- **TASK PROMPT**
Emit a verbatim copy of the lines running from the line with "Task: locate the reddish" through the end of the material below.
——————————
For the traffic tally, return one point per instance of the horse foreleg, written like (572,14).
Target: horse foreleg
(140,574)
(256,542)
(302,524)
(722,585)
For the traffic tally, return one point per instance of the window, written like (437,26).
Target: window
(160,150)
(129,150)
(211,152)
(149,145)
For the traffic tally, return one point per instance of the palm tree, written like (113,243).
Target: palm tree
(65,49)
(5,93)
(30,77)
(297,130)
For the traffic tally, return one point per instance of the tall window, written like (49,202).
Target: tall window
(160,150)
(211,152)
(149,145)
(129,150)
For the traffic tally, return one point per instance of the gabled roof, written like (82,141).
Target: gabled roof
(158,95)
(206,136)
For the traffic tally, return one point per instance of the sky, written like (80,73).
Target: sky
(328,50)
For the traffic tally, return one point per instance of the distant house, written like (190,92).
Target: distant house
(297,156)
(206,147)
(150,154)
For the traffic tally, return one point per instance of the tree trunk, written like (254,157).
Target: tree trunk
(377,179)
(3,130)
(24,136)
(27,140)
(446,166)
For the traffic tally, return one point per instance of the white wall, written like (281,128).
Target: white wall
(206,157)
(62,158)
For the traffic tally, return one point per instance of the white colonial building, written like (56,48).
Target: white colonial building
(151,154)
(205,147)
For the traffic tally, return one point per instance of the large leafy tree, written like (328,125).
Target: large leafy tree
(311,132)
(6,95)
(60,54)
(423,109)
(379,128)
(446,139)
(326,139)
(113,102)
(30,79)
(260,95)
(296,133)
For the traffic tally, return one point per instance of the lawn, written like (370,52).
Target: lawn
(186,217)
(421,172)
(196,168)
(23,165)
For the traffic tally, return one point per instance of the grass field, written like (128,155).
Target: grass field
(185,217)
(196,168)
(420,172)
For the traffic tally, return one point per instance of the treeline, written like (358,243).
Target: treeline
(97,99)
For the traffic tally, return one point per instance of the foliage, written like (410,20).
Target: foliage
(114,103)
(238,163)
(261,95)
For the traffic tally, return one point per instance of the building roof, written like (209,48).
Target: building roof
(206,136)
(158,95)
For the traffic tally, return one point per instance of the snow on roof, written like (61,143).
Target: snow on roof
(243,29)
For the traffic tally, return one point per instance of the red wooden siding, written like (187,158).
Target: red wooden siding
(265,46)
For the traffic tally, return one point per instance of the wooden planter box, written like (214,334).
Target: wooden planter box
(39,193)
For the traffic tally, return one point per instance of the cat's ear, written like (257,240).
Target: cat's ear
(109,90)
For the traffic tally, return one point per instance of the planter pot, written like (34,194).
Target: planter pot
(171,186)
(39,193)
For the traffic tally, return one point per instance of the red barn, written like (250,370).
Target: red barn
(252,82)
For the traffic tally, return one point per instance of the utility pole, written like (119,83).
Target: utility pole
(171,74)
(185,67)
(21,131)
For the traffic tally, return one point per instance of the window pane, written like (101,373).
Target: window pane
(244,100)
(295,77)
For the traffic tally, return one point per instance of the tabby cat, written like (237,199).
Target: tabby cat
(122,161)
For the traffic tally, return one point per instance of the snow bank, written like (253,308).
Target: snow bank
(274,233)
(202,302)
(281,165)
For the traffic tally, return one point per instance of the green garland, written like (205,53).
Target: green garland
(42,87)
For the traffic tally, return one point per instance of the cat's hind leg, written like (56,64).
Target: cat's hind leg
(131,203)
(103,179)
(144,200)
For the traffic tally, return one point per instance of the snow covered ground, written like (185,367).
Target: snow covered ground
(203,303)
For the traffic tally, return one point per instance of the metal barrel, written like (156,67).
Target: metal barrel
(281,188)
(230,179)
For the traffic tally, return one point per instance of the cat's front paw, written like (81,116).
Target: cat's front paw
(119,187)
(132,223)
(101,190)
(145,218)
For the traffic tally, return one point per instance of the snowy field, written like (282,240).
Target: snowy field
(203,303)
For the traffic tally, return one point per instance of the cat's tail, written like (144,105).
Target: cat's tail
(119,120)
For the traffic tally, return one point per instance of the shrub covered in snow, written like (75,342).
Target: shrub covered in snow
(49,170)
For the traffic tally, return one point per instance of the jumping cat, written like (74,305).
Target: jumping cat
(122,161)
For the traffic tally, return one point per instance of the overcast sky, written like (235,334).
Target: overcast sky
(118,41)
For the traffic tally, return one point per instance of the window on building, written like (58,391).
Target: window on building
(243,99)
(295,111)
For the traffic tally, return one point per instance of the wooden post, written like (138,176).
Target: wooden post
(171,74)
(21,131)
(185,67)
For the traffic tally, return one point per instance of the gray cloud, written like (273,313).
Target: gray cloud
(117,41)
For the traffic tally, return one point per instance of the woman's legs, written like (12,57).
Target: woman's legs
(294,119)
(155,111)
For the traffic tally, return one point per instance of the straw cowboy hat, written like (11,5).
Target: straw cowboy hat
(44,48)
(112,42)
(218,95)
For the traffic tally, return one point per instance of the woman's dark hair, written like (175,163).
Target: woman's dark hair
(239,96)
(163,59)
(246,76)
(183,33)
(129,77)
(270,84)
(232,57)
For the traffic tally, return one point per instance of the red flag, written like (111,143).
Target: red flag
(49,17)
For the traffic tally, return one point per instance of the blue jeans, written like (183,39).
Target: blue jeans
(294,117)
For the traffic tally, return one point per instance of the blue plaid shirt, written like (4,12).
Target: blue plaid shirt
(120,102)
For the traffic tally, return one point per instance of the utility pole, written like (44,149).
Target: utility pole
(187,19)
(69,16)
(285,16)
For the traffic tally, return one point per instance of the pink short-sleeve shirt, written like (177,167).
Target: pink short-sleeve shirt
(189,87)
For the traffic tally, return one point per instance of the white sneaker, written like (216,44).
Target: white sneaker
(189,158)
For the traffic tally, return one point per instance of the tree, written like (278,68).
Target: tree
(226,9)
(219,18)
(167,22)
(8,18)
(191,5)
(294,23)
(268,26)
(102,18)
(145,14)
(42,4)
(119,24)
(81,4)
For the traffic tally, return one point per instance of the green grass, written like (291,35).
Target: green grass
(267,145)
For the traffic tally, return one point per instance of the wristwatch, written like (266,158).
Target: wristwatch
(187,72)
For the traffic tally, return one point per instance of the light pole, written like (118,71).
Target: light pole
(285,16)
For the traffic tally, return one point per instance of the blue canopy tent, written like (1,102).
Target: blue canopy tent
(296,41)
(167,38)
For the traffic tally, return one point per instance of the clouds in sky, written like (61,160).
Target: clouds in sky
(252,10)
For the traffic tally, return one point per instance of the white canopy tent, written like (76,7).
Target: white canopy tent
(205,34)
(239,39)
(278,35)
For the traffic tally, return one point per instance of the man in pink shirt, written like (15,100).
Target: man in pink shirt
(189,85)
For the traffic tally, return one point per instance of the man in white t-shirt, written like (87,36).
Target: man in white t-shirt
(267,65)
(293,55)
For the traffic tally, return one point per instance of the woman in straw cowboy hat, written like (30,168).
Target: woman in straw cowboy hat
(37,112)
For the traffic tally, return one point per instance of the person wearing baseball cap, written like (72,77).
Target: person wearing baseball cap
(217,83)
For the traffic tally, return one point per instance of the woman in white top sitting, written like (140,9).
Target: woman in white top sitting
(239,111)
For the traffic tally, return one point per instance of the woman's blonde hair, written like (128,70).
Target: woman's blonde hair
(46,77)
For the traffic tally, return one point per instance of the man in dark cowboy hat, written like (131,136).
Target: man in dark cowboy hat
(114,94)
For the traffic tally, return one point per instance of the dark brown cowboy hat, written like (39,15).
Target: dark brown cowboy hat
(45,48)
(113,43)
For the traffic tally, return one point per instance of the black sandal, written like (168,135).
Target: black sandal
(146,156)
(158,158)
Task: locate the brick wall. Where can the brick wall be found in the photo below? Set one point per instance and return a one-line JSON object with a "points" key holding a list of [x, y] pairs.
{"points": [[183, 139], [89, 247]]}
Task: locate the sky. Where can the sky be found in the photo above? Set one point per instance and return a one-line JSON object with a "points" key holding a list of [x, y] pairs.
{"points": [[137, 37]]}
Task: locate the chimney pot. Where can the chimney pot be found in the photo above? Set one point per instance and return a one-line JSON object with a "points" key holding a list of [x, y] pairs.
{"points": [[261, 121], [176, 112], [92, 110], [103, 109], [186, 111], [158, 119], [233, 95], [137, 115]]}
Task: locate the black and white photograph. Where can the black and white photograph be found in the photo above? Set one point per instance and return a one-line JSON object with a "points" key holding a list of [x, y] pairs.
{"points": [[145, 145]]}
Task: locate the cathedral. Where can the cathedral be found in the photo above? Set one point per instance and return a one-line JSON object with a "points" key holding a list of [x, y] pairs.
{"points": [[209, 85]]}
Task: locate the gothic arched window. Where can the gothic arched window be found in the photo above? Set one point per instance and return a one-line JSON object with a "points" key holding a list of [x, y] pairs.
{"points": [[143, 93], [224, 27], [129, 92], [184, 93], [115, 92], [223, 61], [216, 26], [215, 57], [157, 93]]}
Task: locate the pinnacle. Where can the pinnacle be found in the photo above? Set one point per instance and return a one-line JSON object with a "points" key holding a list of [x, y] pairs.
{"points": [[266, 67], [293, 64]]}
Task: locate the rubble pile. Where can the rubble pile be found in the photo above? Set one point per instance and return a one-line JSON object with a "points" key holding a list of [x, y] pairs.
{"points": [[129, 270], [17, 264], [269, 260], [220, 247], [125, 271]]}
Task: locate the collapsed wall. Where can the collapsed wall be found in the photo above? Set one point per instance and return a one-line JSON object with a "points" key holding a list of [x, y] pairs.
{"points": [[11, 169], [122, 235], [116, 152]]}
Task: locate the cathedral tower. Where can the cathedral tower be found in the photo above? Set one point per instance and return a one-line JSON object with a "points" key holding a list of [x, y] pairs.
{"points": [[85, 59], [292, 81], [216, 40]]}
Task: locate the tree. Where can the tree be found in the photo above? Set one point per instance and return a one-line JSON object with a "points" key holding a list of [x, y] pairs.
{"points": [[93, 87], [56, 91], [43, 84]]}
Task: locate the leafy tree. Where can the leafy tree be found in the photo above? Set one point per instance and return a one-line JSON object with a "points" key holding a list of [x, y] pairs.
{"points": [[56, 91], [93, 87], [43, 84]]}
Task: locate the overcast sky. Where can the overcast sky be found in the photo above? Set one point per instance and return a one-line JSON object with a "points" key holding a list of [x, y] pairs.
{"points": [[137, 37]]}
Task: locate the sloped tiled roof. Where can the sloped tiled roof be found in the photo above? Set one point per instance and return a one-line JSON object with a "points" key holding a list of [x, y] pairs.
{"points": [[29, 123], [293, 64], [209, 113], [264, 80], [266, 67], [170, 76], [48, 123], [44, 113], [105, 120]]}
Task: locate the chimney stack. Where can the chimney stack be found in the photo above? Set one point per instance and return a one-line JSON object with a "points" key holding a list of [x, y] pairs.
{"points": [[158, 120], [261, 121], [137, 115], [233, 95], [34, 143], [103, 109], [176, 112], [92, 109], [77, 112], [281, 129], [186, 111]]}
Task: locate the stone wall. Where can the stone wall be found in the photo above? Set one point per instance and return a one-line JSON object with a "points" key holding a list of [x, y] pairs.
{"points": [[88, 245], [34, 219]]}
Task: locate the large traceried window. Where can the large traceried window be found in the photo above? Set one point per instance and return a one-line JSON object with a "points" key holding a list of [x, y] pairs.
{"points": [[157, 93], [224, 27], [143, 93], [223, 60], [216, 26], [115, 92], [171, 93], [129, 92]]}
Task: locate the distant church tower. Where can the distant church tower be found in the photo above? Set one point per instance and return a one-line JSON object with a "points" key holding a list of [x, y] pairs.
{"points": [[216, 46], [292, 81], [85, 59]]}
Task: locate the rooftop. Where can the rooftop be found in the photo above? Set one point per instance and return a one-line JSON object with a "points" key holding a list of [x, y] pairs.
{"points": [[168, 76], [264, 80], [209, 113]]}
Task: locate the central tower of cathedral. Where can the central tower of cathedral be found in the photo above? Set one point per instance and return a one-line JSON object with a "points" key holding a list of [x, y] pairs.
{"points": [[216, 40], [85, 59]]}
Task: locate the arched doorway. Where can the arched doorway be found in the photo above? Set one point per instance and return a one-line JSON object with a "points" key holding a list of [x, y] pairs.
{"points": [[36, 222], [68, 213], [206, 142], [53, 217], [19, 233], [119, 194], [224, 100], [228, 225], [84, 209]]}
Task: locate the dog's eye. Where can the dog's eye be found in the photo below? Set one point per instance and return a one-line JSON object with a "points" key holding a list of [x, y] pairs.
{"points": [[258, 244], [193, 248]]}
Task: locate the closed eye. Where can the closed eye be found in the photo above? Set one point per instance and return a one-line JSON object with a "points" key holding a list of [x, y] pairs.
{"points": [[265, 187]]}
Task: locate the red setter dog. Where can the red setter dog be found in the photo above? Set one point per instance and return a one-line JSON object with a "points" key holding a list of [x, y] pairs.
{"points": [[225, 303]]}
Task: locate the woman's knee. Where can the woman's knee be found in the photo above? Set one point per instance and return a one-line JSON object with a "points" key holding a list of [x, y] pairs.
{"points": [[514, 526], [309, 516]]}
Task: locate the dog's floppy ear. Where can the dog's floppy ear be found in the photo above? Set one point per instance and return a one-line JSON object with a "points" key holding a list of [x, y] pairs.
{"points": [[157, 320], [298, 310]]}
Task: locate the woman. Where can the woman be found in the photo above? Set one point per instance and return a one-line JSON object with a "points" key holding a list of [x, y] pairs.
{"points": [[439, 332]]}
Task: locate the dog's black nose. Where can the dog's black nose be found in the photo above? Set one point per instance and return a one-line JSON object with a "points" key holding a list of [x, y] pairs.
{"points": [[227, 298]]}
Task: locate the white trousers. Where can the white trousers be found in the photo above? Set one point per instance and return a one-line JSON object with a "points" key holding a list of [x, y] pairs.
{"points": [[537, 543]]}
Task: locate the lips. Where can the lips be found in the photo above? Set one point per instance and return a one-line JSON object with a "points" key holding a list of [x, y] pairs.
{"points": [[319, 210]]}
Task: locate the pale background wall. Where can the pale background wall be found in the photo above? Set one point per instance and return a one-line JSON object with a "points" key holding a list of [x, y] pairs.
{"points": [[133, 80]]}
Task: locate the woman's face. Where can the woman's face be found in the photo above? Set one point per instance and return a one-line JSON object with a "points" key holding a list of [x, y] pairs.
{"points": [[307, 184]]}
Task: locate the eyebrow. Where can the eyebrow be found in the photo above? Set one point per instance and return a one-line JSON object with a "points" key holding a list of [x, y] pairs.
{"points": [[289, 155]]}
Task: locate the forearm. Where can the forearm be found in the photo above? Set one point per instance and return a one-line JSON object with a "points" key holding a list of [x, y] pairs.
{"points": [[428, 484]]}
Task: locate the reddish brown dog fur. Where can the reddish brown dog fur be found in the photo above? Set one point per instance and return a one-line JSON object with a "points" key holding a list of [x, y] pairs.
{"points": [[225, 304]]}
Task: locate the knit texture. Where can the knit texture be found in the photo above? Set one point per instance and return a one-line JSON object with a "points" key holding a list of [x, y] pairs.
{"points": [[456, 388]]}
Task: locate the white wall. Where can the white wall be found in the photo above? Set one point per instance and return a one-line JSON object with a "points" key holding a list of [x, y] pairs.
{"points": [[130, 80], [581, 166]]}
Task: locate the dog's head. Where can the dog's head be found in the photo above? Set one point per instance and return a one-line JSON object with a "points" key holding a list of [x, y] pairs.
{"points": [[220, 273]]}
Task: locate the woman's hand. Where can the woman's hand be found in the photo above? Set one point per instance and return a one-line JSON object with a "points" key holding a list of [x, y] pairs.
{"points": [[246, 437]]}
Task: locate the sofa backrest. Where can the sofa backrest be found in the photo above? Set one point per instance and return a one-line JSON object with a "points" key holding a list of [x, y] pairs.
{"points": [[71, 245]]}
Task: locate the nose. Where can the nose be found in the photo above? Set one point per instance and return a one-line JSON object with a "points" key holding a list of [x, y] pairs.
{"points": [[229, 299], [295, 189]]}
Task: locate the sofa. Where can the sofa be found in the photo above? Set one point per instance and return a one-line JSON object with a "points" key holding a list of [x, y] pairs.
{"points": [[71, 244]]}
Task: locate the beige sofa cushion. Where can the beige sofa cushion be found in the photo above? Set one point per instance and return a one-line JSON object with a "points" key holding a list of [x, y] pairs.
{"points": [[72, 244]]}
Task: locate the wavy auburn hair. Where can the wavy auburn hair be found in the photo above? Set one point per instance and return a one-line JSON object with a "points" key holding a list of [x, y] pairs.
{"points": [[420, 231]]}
——————————
- **TASK RESULT**
Task: locate the reddish brown dog fur. Where can the reddish brown dog fur be found in the photo above? Set one point per instance and return a one-line JSON object with a "points" key holding a list of [x, y] pairs.
{"points": [[225, 304]]}
Task: locate the knit texture. Where can the knit texture be found in the photo above? Set one point per instance and return a one-line JSON object with a "points" key holding a list of [x, y] pairs.
{"points": [[456, 388]]}
Task: locate the white wall. Where can the white wall be found in the photo above? Set one point per instance and return a one-line JSON object with a "points" key holding a list of [x, y] pairs.
{"points": [[130, 80], [581, 166]]}
Task: locate the dog's head. Where can the dog's head be found in the photo above? Set one point per instance and return a one-line JSON object with a "points" key holding a list of [x, y] pairs.
{"points": [[220, 273]]}
Task: locate the woman's hand. Where can the woman's hand be found in the photo above? Set one point per instance and return a one-line JSON object with a "points" key holding a list of [x, y] pairs.
{"points": [[246, 437]]}
Task: locate the sofa backrest. Where can the sofa backrest be found in the photo above? Set one point per instance and return a one-line JSON object with a "points" key holding a list of [x, y] pairs.
{"points": [[71, 245]]}
Task: locate the nose. Where can the nose be found in the photo above? Set one point per instance and return a one-line JSON object with a "points" key holding a list of [x, y] pairs.
{"points": [[229, 299], [295, 189]]}
Task: locate the sofa. Where can the sofa be found in the photo above? Set one point per instance and return a one-line JSON object with a "points" key holding a list of [x, y] pairs.
{"points": [[71, 244]]}
Task: locate the beige sofa cushion. Where can the beige sofa cushion be found in the photo above? Set one point per instance and return a one-line JSON object with a "points" key holding a list of [x, y] pairs.
{"points": [[72, 244]]}
Task: locate the wavy auburn hair. Where can the wavy auburn hair be found in the photo above? Set one point per instance and return a one-line JSON object with a "points" key holding a list of [x, y] pairs.
{"points": [[420, 231]]}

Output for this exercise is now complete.